Schenker XMG P505 full review
Schenker XMG P505 review: what is it?
XMG is the gaming sub-brand of German laptop maker Schenker. And within the XMG range lies a choice of three levels – Advanced, Core and Pro – which correspond to the entry-level, midrange and flagship series.
Also see: Best Black Friday Laptop Deals
So the XMG P505 is a gaming laptop from the top tier that Schenker can deliver – unless you want to step up to the Ultimate Series. This takes a desktop-class CPU and all the trimmings, making it more of a fire-breathing desktop-replacement PC; less of a notebook you’d want to place upon your lap.
The P505 is a 15-inch gaming laptops that serves as a platform to host Nvidia’s newest 900 Series mobile graphics processors, namely the GeForce GTX 965M, 970M and 980M. We tested a configuration with the top 980M, allied with the laptop motherboard’s single choice of CPU, an Intel Core i7-4720HQ running at 2.6 GHz. This chip packs 6 MB cache and can Turbo up to 3.6 GHz.
Schenker XMG P505 review: Configurations and options
The starting price for the XMG P505 is £891, although at this price you don’t get any internal storage, let alone an operating system to install it on, nor any wireless connectivity. Visit the laptop’s product page and you’ll find that Schenker UK has already set up a base model with a 500 GB hard disk and budget 11ac Wi-Fi card for a price of £939, although you’ll still need to pay the Windows tax of £65 and up to put your choice of gaming operating system on there. You can buy all variations of this laptop from Amazon UK, however.
Memory is fully configurable, from a single 4 GB RAM card of Crucial Ballistix Sport, up to 32 GB Kingston HyperX Impact. The given options are for 1866 MHz clock memory, higher than Intel's official specification for this processor of 1600 MHz. Schenker UK tells us that even higher-clocked RAM can be used, up to 2133 MHz, although this isn't stable.
We specified 16 GB of Crucial memory. There’s a total of four slots for SO-DIMM memory modules, with the pre-installed RAM installed on the reverse side of the motherboard. There’s a way in through the keyboard, to swap this out without a lengthy teardown of the entire machine. You can also add two more memory cards easily to slots on the top side of the motherboard when the bottom plate is removed.
The standard 15.6-inch screen is 1920 x 1080 resolution, IPS technology, and finished with a matt anti-glare coating. You can also trade up to a 4K UHD panel of 3840 x 2160, although since even the world’s finest GPUs for laptops struggle at four-times the full-HD resolution, we suggested a 2880 x 1620-pixel panel as the best compromise, driven by the top GTX 980M graphics processor with 4 GB of GDDR5 video memory.
Storage options get very interesting, as the P505 can accept up to two traditional SATA drives, either 2.5-inch hard disk or SSD up to 9.5 mm thick each, plus two M.2 form-factor drives. One of the latter can be a PCIe-attached flash drive, using four lanes of PCIe 2.0, while the other is fixed to a SATA bus only. But this SATA-only M.2 card slot can also potentially take a cellular data modem, which is why chassis manufacturer Clevo includes a SIM-card slot on the laptop’s side. Our sample was configured with a single drive, a Samsung XP941 PCI3 2.0 x4 card, with 512 GB capacity.

■ **TO DO**
1. Name every Nvidia mobile graphics processor that the Schenker XMG P505 review lists for the laptop.
2. Swap "sub-brand" for "division" in the Schenker XMG P505 review and give that stretch again. Begin at the words "XMG is the gaming" and stop after "and flagship series.".
3. Resume the Schenker XMG P505 review after its last sentence.
The data that follows plays no part in any of these tasks.

■ **MATERIAL PROVIDED**

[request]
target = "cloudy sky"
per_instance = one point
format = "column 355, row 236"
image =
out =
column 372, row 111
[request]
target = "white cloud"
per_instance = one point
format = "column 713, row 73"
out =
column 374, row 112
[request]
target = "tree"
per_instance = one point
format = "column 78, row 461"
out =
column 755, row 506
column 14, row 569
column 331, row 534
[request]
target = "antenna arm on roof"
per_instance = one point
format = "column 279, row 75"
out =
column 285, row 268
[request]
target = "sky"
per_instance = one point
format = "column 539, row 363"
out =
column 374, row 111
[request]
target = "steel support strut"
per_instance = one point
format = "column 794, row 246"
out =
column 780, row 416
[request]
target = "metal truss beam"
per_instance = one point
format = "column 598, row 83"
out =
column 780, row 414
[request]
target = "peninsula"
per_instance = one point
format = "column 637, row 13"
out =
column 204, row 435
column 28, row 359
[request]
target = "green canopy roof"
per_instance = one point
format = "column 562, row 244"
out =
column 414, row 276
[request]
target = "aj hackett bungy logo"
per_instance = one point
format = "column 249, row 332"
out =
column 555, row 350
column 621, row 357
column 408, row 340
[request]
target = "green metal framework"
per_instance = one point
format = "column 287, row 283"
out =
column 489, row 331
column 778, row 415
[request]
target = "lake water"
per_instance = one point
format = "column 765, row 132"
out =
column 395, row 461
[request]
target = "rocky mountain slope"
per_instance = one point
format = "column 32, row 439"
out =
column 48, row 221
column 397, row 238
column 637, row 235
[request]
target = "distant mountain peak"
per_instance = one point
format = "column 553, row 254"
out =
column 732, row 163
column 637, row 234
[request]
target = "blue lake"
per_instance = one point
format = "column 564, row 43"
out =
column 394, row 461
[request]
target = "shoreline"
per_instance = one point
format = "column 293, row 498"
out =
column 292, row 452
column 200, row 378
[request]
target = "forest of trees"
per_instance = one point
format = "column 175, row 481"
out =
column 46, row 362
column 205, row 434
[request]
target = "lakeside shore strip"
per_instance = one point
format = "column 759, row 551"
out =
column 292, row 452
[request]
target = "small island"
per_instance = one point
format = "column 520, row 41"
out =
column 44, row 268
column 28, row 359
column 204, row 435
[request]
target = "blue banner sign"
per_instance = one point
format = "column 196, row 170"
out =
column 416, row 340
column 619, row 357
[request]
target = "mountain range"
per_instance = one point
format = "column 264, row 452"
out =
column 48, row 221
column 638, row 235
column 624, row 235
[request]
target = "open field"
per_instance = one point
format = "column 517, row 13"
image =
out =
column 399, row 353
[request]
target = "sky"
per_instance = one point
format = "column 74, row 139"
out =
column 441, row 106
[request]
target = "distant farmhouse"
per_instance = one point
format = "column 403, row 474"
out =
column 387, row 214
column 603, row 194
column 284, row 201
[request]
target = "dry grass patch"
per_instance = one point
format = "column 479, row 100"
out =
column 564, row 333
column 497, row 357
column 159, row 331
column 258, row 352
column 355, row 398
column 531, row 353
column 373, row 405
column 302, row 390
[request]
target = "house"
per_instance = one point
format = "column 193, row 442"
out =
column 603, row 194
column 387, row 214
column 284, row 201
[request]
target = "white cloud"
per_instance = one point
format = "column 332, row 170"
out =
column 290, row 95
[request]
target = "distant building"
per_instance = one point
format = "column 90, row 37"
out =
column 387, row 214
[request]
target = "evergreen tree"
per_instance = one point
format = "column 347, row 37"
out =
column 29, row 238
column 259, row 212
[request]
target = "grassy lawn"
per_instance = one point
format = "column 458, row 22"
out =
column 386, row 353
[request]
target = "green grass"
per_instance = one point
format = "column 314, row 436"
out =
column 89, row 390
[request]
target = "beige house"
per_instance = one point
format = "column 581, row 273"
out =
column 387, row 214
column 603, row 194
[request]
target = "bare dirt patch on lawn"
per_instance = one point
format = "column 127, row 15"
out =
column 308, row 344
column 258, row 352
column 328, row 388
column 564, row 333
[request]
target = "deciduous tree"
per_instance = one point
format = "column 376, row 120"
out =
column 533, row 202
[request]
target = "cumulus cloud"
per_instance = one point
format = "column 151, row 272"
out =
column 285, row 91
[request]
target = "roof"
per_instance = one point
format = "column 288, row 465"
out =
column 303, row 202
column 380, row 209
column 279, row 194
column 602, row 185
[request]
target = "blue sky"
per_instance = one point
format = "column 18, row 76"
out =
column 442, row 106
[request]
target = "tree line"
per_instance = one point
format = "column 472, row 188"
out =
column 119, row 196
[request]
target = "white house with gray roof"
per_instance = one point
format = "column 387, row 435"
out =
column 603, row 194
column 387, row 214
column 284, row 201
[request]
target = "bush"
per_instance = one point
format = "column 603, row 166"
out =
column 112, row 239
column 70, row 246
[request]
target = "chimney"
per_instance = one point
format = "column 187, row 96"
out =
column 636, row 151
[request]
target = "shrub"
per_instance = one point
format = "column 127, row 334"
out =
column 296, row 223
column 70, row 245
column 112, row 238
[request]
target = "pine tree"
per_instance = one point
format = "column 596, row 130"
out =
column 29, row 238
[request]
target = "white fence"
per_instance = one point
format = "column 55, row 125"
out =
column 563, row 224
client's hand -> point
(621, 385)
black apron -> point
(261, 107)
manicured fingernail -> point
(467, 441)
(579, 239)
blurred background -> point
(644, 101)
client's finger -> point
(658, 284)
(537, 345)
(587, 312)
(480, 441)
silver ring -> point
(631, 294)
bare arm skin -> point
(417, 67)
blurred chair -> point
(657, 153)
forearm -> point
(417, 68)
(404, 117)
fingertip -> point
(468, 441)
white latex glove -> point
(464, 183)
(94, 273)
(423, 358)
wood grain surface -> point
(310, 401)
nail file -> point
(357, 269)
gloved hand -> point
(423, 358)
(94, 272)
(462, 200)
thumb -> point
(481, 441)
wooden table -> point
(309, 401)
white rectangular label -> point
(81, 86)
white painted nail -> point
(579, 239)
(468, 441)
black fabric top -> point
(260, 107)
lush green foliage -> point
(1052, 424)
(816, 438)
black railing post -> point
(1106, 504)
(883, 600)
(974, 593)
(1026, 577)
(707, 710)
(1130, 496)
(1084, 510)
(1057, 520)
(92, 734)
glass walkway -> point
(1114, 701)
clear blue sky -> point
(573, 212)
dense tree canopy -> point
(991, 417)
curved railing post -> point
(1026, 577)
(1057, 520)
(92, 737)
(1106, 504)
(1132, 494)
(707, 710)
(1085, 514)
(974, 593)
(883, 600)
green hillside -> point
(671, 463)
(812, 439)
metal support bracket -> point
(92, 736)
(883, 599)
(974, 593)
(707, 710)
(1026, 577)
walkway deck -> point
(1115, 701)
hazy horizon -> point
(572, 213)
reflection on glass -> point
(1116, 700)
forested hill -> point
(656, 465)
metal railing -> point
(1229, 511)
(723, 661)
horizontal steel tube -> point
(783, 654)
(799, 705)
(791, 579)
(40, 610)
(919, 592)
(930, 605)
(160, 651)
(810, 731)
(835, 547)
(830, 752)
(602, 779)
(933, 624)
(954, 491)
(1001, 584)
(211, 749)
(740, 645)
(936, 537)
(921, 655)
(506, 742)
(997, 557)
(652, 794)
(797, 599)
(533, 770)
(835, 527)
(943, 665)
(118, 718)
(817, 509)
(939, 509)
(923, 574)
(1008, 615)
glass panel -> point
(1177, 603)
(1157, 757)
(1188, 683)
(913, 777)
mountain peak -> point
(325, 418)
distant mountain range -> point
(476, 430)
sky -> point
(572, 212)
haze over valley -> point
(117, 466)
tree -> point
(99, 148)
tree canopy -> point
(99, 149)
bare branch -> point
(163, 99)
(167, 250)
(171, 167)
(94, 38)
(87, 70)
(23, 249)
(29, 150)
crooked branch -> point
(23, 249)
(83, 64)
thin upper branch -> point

■ **OUTPUTS**
1. GeForce GTX 965M, GeForce GTX 970M, GeForce GTX 980M

2.
XMG is the gaming division of German laptop maker Schenker. And within the XMG range lies a choice of three levels – Advanced, Core and Pro – which correspond to the entry-level, midrange and flagship series.

3.
For wireless communications, we added the option for Qualcomm Killer dual-stream 802.11ac. Despite the size of the laptop, there’s no third antennae in the chassis to allow a full 3x3 MIMO Wi-Fi card. Also see: Best gaming laptops 2015.
Schenker XMG P505 review: Build and design
Like most customisable laptop designs, Schenker relies on pre-built and semi-stuffed chassis from Taiwan maker Clevo, and in the example of the XMG P505 is using a Clevo P651G case and display assembly.
This case is a heavy-duty chunky construction, satin finish black comprising an aluminium lid back and top deck area, and a black plastic bottom on the model we tested. Ironically, if you choose the cheapest Nvidia GTX 965M graphics you should get a metal bottom plate too; the plastic bottom is reserved for models with GTX 970M and 980M which require a more powerful cooling system. Cooling is undertaken by three fans, two on the GPU and one for CPU.
There’s no built-in optical drive, and like many modern laptops the battery is not designed to be changeable by the user. Inside is a lithium-ion battery pack with 60 Wh energy capacity. In our standard video-rundown test, this let the P505 survive off the mains for 3hr 11 min.
The laptop weighs a not ungainly 2.59 kg in this configuration, but you’ll need to factor in another 1.05 kg for the 180 W mains power supply should you need to travel far.
Keyboard, trackpad and display are all very high quality, with special mention for the unusually precise trackpad with its two real buttons, and the first-class IPS display on the model we tested. See all laptop reviews.
Schenker XMG P505 review: Ports and components
With such a capable graphics processor under the bonnet you may be inclined to connect additional display, made easy by the choice of two Mini DisplayPort v1.2 which can channel up to 3840 x 2160 pixels at 60 Hz; and an HDMI 1.4 port good for 2560 x 1600 (or higher to 4K UHD but with slow refresh rate).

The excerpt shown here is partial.